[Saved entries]
----

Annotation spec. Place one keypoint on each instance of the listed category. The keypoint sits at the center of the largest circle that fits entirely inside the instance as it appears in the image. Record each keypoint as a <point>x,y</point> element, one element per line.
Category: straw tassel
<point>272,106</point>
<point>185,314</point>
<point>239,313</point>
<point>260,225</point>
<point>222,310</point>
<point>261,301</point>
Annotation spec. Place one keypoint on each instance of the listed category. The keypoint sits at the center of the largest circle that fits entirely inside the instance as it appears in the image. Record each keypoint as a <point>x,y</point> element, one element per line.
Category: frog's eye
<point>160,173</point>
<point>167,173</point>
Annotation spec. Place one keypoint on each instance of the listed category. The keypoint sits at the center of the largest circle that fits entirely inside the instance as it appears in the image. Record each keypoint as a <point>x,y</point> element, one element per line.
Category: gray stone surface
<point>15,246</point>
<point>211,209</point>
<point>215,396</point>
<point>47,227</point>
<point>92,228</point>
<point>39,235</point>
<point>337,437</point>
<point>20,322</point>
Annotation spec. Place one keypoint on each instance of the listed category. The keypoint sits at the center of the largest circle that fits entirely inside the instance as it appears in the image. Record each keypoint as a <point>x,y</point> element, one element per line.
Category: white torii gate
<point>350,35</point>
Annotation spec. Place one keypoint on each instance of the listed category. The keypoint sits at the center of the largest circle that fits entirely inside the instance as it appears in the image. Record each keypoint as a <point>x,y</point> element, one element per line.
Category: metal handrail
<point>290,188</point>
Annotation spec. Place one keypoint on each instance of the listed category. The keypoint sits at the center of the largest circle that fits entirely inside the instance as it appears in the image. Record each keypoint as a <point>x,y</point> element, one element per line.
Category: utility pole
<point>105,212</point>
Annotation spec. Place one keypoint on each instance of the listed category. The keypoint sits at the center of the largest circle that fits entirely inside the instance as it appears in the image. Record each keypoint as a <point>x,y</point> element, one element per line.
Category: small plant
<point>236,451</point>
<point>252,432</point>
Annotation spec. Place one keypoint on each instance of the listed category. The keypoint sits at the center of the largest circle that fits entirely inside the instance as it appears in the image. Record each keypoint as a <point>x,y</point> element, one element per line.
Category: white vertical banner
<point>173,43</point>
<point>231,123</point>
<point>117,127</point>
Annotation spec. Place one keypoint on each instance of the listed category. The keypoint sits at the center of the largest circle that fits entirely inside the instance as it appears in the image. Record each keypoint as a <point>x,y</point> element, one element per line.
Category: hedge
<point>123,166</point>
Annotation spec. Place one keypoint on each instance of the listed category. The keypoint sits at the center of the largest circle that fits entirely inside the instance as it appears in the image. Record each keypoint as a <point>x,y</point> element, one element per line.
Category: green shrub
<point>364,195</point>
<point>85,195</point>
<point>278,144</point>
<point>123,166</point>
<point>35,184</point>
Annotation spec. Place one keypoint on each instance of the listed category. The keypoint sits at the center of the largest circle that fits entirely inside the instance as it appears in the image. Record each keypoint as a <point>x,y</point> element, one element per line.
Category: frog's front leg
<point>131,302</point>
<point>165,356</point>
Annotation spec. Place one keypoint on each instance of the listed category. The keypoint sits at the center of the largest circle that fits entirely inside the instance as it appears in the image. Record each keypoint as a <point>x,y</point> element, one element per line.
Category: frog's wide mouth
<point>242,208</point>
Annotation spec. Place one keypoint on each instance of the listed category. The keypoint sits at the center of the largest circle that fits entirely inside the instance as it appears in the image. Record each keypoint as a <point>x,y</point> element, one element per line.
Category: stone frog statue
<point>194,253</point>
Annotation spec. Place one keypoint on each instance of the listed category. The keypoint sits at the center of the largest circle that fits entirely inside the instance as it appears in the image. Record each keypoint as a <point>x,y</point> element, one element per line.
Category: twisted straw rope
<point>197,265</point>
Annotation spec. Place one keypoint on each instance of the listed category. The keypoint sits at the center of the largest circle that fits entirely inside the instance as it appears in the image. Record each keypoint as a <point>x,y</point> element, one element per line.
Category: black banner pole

----

## AIM OF THE EXERCISE
Please print all the data again exactly as given.

## SOLVED PROBLEM
Annotation spec. Place one keypoint on each instance of the listed category. The keypoint sits at the center of the largest circle that fits entirely inside the instance as it appears in the image. Record each keypoint as a <point>x,y</point> element, one element per line.
Category: straw tassel
<point>272,106</point>
<point>185,314</point>
<point>239,313</point>
<point>260,225</point>
<point>222,310</point>
<point>261,301</point>
Annotation spec. Place one keypoint on each instance of the listed category. The keypoint sits at the center of the largest circle that fits entirely inside the instance as it appears in the image. Record each keypoint as a <point>x,y</point> element, one element per line.
Category: frog's eye
<point>160,173</point>
<point>167,173</point>
Annotation spec. Place one keypoint on each instance of the listed category. The keypoint sits at the center of the largest circle that fits entirely inside the instance as it appears in the image. Record each keypoint as a <point>x,y</point> element, one element per line.
Category: gray stone surface
<point>15,246</point>
<point>211,209</point>
<point>215,396</point>
<point>47,227</point>
<point>92,228</point>
<point>39,235</point>
<point>337,437</point>
<point>20,322</point>
Annotation spec. Place one keypoint on each instance of the listed category. The keypoint sits at the center of the largest circle that fits entirely inside the instance as it appears in the image. Record each keypoint as a <point>x,y</point> element, one element per line.
Category: white torii gate
<point>350,35</point>
Annotation spec. Place one keypoint on each instance of the listed category. The keypoint sits at the center of the largest circle that fits entirely inside the instance as it appears in the image. Record each keypoint as a <point>x,y</point> element, one element per line.
Category: metal handrail
<point>290,188</point>
Annotation spec. Place one keypoint on each instance of the listed category. The keypoint sits at the center of the largest circle that fits entirely inside the instance as it appears in the image. Record each keypoint as a <point>x,y</point> element, one element per line.
Category: utility pole
<point>105,212</point>
Annotation spec. Place one keypoint on each instance of the listed category. The keypoint sits at the center of the largest circle that fits entirely inside the instance as it appears in the image. Record each keypoint as a <point>x,y</point> element, one element per line.
Category: small plant
<point>236,451</point>
<point>252,432</point>
Annotation spec. Place one keypoint on each instance of the listed category. The keypoint sits at the center of the largest circle that fits entirely inside the instance as it appears in the image. Record each keypoint as a <point>x,y</point> element, one element per line.
Category: white vertical banner
<point>173,43</point>
<point>231,123</point>
<point>117,127</point>
Annotation spec. Place one keypoint on each instance of the listed category. The keypoint sits at the center of the largest circle that fits entirely inside the instance as it appears in the image. Record each keypoint as a <point>x,y</point> element, one element per line.
Category: hedge
<point>123,166</point>
Annotation spec. Place one keypoint on each instance of the listed category. The keypoint sits at the center of the largest circle that fits entirely inside the instance as it appears in the image. Record each keypoint as a <point>x,y</point> element, one element per line.
Category: green shrub
<point>364,195</point>
<point>85,195</point>
<point>278,144</point>
<point>123,166</point>
<point>35,184</point>
Annotation spec. Place one keypoint on each instance of the listed category. The keypoint sits at the center of the largest circle that fits entirely inside the instance as it appears in the image. Record each keypoint as a <point>x,y</point> element, one element per line.
Category: frog's front leg
<point>131,302</point>
<point>165,356</point>
Annotation spec. Place one keypoint on each instance of the listed category. The keypoint sits at the center of the largest circle that fits entirely inside the instance as it appears in the image. Record each keypoint as a <point>x,y</point> element, one element per line.
Category: frog's wide mouth
<point>242,208</point>
Annotation spec. Place one keypoint on each instance of the listed category. The keypoint sits at the center of the largest circle that fits entirely inside the instance as it appears in the image. Record each keypoint as a <point>x,y</point> element, one element per line.
Category: stone frog statue
<point>194,253</point>
Annotation spec. Place one keypoint on each instance of the listed category. The keypoint sits at the center of the largest circle that fits entirely inside the instance as it appears in the image. Record each keypoint as a <point>x,y</point> element, one element per line.
Category: twisted straw rope
<point>197,265</point>
Annotation spec. Place one keypoint on each instance of the listed category. The keypoint sits at the center of the largest circle that fits entirely inside the instance as it appears in the image. Record each keypoint as a <point>x,y</point> element, one element per line.
Category: black banner pole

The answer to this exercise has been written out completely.